» **EXERCISE DETAILS**
What is wanted is the line holding "Task: please point out the antenna" and every later line through the end of the entries, set down exactly.

» **PROVIDED RECORDS**
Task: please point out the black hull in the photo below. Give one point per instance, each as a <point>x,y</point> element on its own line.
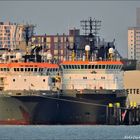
<point>60,109</point>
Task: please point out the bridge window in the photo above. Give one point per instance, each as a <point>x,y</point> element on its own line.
<point>92,66</point>
<point>82,66</point>
<point>35,69</point>
<point>72,66</point>
<point>99,66</point>
<point>103,66</point>
<point>96,66</point>
<point>84,77</point>
<point>86,66</point>
<point>22,69</point>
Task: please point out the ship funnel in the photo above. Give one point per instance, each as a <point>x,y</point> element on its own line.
<point>111,52</point>
<point>4,56</point>
<point>87,49</point>
<point>18,56</point>
<point>49,56</point>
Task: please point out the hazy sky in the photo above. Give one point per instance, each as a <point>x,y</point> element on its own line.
<point>58,16</point>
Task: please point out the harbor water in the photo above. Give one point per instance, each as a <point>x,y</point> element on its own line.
<point>68,132</point>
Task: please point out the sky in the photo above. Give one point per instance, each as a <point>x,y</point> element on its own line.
<point>52,17</point>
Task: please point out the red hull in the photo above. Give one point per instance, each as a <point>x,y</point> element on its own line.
<point>14,122</point>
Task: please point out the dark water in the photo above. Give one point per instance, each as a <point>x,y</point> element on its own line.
<point>68,132</point>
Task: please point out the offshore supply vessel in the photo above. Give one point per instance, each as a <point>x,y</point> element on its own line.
<point>73,91</point>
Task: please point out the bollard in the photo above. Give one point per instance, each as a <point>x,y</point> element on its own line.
<point>117,113</point>
<point>110,114</point>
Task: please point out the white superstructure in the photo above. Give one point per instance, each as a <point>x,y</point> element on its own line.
<point>95,75</point>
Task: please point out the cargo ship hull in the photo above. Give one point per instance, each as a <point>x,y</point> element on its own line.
<point>66,109</point>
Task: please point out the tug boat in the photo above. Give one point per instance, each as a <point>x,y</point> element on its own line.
<point>74,91</point>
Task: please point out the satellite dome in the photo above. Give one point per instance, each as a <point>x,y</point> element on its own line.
<point>4,56</point>
<point>18,55</point>
<point>111,50</point>
<point>49,56</point>
<point>87,48</point>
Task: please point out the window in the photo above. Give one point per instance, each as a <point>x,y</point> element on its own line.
<point>84,77</point>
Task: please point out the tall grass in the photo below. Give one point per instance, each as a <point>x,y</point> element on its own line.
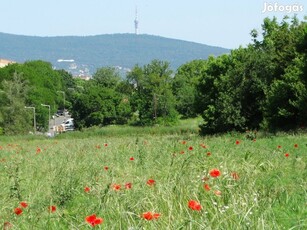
<point>259,187</point>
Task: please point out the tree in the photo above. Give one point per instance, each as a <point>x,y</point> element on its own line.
<point>14,118</point>
<point>184,86</point>
<point>152,98</point>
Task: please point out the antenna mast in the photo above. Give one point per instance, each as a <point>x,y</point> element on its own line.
<point>136,22</point>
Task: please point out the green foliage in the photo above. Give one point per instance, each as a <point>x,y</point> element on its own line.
<point>261,86</point>
<point>103,100</point>
<point>152,97</point>
<point>14,117</point>
<point>185,87</point>
<point>42,85</point>
<point>252,192</point>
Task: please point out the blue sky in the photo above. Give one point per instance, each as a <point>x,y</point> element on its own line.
<point>222,23</point>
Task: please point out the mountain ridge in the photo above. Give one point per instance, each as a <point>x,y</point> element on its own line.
<point>90,52</point>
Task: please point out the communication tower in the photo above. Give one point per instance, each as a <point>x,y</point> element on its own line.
<point>136,22</point>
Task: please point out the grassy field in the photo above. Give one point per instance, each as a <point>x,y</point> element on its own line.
<point>134,178</point>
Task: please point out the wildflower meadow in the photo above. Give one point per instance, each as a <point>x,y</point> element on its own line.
<point>159,180</point>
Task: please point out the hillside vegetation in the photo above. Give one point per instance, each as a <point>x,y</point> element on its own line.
<point>98,51</point>
<point>260,87</point>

» **FINISHED TASK**
Task: please point out the antenna mast in the photo above. Give one point per instance, each as a <point>x,y</point> element on its own line.
<point>136,22</point>
Task: please point out the green foliage in the photo above. Give one point per instance, each as a <point>x,y</point> element on its own line.
<point>261,86</point>
<point>103,100</point>
<point>152,97</point>
<point>14,117</point>
<point>185,87</point>
<point>42,85</point>
<point>252,192</point>
Task: please point out the blue sky in the photo above. Give one point per instance, each as a <point>x,y</point> element on its own line.
<point>222,23</point>
Task: please point out the mountain ridge in the photo above. Give one point per instance, each as a <point>x,y</point> element on its own line.
<point>90,52</point>
Task: please point out the communication tower in the photo above. Give one point per instance, each as a <point>x,y</point> element on its own line.
<point>136,22</point>
Task: please point out the grassy field in the photo above. Give one point per instance, each as a <point>x,y</point> element on its own line.
<point>134,178</point>
Task: please point out the wildflower meadow in the photo above. Give one point per instance, each as a <point>x,y</point> element on its own line.
<point>159,180</point>
Task: please point out the hillside vegetation in the photo above. Give one point per instance, each as a <point>x,y</point> element on its own line.
<point>98,51</point>
<point>260,87</point>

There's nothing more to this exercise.